> **WRITTEN PROBLEM**: Copy the records below word for word, leaving out the pictures.

> **SUPPLIED INFORMATION**:
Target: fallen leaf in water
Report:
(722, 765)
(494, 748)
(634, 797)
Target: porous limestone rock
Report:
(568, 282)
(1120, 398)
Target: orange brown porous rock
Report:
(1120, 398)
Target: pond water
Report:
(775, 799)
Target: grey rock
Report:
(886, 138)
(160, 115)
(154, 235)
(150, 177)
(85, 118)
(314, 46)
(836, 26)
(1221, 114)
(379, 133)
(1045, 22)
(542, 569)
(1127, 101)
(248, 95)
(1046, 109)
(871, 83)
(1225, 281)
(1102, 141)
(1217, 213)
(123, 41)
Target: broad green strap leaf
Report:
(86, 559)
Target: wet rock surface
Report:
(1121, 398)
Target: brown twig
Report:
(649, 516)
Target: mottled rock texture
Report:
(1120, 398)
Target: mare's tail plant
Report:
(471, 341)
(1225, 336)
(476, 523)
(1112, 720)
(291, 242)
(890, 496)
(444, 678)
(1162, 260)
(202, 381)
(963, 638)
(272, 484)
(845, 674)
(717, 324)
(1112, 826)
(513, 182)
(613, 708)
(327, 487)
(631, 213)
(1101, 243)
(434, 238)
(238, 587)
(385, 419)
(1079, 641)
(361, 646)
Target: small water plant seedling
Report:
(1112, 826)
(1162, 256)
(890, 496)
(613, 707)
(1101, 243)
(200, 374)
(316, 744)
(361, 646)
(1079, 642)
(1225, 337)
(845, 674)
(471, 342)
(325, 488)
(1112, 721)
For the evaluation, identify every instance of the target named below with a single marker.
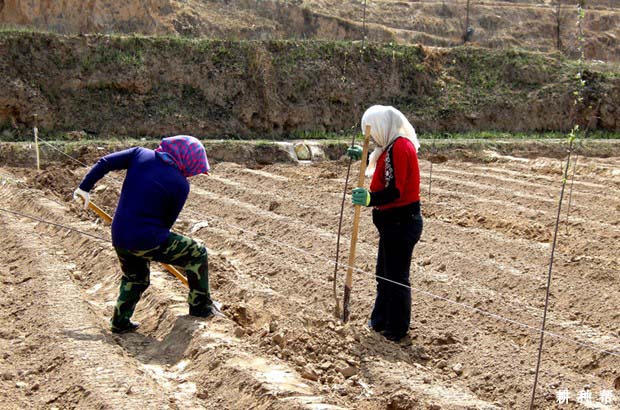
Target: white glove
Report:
(81, 197)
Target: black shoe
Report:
(377, 329)
(393, 337)
(206, 311)
(129, 327)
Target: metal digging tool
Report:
(107, 218)
(356, 221)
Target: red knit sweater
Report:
(396, 181)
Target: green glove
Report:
(361, 196)
(354, 152)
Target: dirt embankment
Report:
(157, 86)
(478, 278)
(528, 24)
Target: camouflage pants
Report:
(178, 250)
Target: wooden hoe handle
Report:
(356, 222)
(107, 218)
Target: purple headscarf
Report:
(184, 152)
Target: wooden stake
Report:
(108, 219)
(356, 221)
(36, 142)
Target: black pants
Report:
(399, 231)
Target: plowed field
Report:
(479, 278)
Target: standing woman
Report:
(395, 197)
(153, 194)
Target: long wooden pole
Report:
(348, 284)
(107, 218)
(36, 142)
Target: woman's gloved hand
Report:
(361, 196)
(355, 152)
(81, 197)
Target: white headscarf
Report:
(386, 124)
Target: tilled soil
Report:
(478, 277)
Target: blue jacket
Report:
(152, 197)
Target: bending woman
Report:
(153, 194)
(395, 195)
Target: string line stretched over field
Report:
(483, 312)
(358, 270)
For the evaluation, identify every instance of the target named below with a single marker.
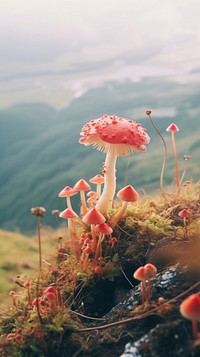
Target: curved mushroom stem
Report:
(195, 329)
(109, 184)
(164, 157)
(115, 219)
(84, 208)
(175, 160)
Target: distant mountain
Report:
(40, 153)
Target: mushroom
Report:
(139, 274)
(69, 214)
(104, 229)
(98, 180)
(92, 218)
(190, 309)
(27, 285)
(39, 212)
(67, 192)
(126, 194)
(145, 274)
(184, 214)
(82, 186)
(12, 293)
(172, 128)
(116, 137)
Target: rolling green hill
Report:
(40, 153)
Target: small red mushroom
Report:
(82, 186)
(98, 180)
(93, 217)
(173, 128)
(145, 274)
(12, 293)
(67, 192)
(116, 137)
(27, 285)
(126, 194)
(190, 309)
(184, 214)
(70, 215)
(139, 274)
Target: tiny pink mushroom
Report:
(173, 128)
(190, 309)
(67, 192)
(116, 137)
(82, 186)
(126, 194)
(185, 214)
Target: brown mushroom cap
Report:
(172, 127)
(184, 213)
(104, 228)
(128, 194)
(190, 307)
(150, 270)
(68, 213)
(114, 134)
(67, 191)
(81, 185)
(93, 216)
(97, 179)
(140, 274)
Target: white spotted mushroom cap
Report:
(116, 135)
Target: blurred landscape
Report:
(64, 63)
(40, 153)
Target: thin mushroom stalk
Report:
(114, 136)
(172, 128)
(148, 113)
(109, 189)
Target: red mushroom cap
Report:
(50, 289)
(184, 213)
(97, 179)
(104, 228)
(190, 307)
(128, 194)
(93, 216)
(150, 271)
(81, 185)
(67, 191)
(88, 250)
(114, 134)
(68, 213)
(172, 127)
(140, 274)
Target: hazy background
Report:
(65, 62)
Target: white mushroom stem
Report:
(75, 246)
(115, 219)
(109, 184)
(98, 189)
(84, 208)
(175, 160)
(69, 205)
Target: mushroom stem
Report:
(115, 219)
(109, 184)
(69, 205)
(84, 208)
(195, 329)
(39, 243)
(185, 225)
(175, 160)
(164, 157)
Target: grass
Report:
(19, 255)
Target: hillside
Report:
(40, 153)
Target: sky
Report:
(53, 49)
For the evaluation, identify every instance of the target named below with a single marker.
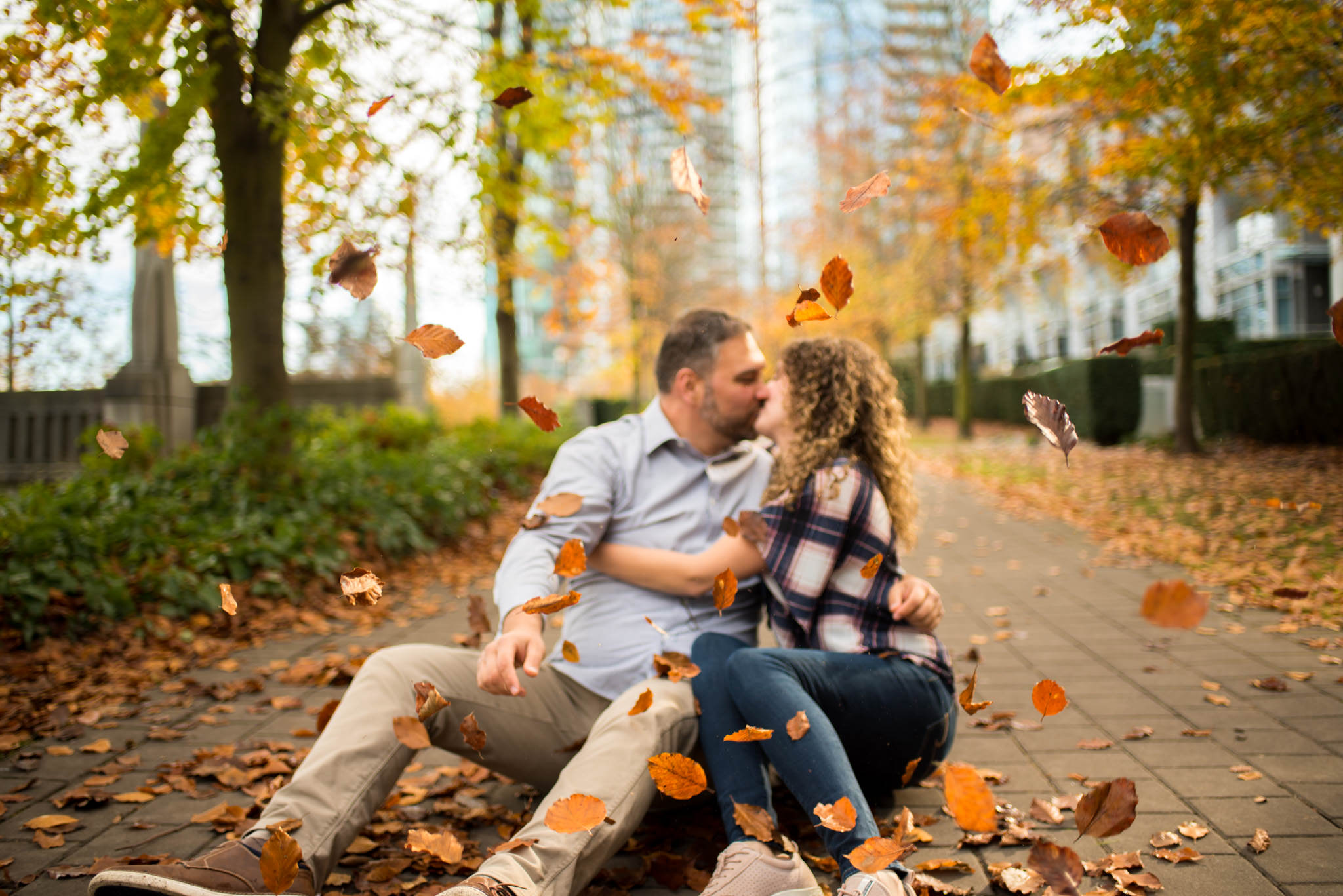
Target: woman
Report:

> **FINAL ANSWER**:
Target: fallen leaf in water
Report:
(722, 765)
(494, 748)
(634, 797)
Target: porous limestone rock
Report:
(568, 282)
(1120, 398)
Target: orange brown porous rock
Report:
(1120, 398)
Target: pond water
Report:
(775, 799)
Target: grey rock
Report:
(886, 138)
(160, 115)
(154, 235)
(150, 177)
(85, 118)
(314, 46)
(836, 26)
(1221, 114)
(379, 133)
(1045, 22)
(542, 569)
(1127, 101)
(248, 95)
(1046, 109)
(871, 83)
(1225, 281)
(1102, 141)
(1217, 213)
(123, 41)
Target: broad green strap leaf
Report:
(86, 559)
Target: wet rock surface
Report:
(1121, 398)
Target: brown twig
Report:
(649, 516)
Target: mottled rock texture
Report:
(1120, 398)
Target: mare's tail plant
Report:
(471, 341)
(1225, 336)
(476, 523)
(1112, 720)
(291, 242)
(890, 496)
(444, 678)
(1162, 260)
(202, 381)
(963, 638)
(272, 484)
(845, 674)
(717, 324)
(1112, 826)
(513, 182)
(613, 708)
(327, 487)
(631, 213)
(1101, 243)
(434, 238)
(238, 587)
(385, 419)
(1079, 641)
(361, 646)
Target: small water plant seedling
Report:
(1112, 826)
(1162, 256)
(890, 496)
(613, 707)
(1101, 243)
(200, 374)
(316, 744)
(361, 646)
(1079, 642)
(1225, 337)
(845, 674)
(471, 342)
(325, 488)
(1112, 721)
For the evaluation, identify every instance of the target named below with a single marker.
Target: white glove
Report:
(81, 197)
Target: black shoe
Report:
(377, 329)
(393, 337)
(206, 311)
(129, 327)
Target: metal digging tool
Report:
(107, 218)
(356, 221)
Target: red knit sweater
Report:
(396, 181)
Target: green glove
Report:
(361, 196)
(354, 152)
Target: dirt embankment
Report:
(157, 86)
(478, 278)
(528, 24)
Target: camouflage pants
Report:
(178, 250)
Target: wooden hoe handle
Report:
(356, 222)
(107, 218)
Target: purple headscarf
Report:
(184, 152)
Target: wooden stake
Report:
(108, 219)
(356, 221)
(36, 142)
Target: black pants
Report:
(399, 231)
Target: plowed field
Report:
(479, 278)
Target: standing woman
Report:
(395, 197)
(153, 194)
Target: long wooden pole
Report:
(348, 284)
(107, 218)
(36, 142)
Target: woman's gloved hand
Report:
(361, 196)
(355, 152)
(81, 197)
Target: white headscarf
Report:
(386, 124)
Target: tilled soil
Report:
(478, 277)
Target: blue jacket
Report:
(152, 197)
Target: bending woman
Report:
(153, 194)
(395, 195)
Target: string line stretched over field
Report:
(483, 312)
(358, 270)
For the evaluation, identify every instance of the target named below with a single marker.
Target: curved mushroom stem
Report:
(195, 329)
(109, 184)
(164, 157)
(115, 219)
(84, 208)
(175, 160)
Target: distant mountain
Report:
(40, 153)
Target: mushroom
Report:
(139, 274)
(69, 214)
(104, 229)
(98, 180)
(92, 218)
(190, 309)
(27, 285)
(39, 212)
(67, 192)
(126, 194)
(145, 274)
(184, 214)
(82, 186)
(12, 293)
(172, 128)
(116, 137)
Target: rolling green hill
Report:
(40, 153)
Target: small red mushroom
Report:
(82, 186)
(98, 180)
(93, 217)
(173, 128)
(145, 274)
(12, 293)
(67, 192)
(116, 137)
(27, 285)
(126, 194)
(190, 309)
(184, 214)
(70, 215)
(139, 274)
Target: tiny pink mushroom
Report:
(173, 128)
(190, 309)
(67, 192)
(116, 137)
(82, 186)
(126, 194)
(185, 214)
Target: brown mushroom cap
Report:
(172, 127)
(184, 213)
(104, 228)
(128, 194)
(190, 307)
(150, 270)
(68, 213)
(114, 134)
(67, 191)
(81, 185)
(93, 216)
(97, 179)
(140, 274)
Target: white spotted mushroom cap
Report:
(116, 135)
Target: blurred landscape
Report:
(64, 63)
(40, 153)
Target: thin mushroom stalk
Report:
(114, 136)
(172, 128)
(148, 113)
(109, 189)
Target: red mushroom cap
Report:
(50, 289)
(184, 213)
(97, 179)
(104, 228)
(190, 307)
(128, 194)
(93, 216)
(150, 271)
(81, 185)
(67, 191)
(88, 250)
(114, 134)
(68, 213)
(172, 127)
(140, 274)
Target: hazy background
Report:
(65, 62)
Target: white mushroom stem
Report:
(75, 246)
(115, 219)
(109, 184)
(98, 189)
(84, 208)
(175, 160)
(69, 205)
Target: mushroom stem
Report:
(115, 219)
(109, 184)
(69, 205)
(84, 208)
(195, 329)
(39, 243)
(185, 225)
(175, 160)
(164, 157)
Target: grass
Report:
(19, 255)
Target: hillside
Report:
(40, 153)
Target: sky
Report:
(53, 49)
For the evaluation, identify every instance of the target named below with a single marker.
Target: woman
Report:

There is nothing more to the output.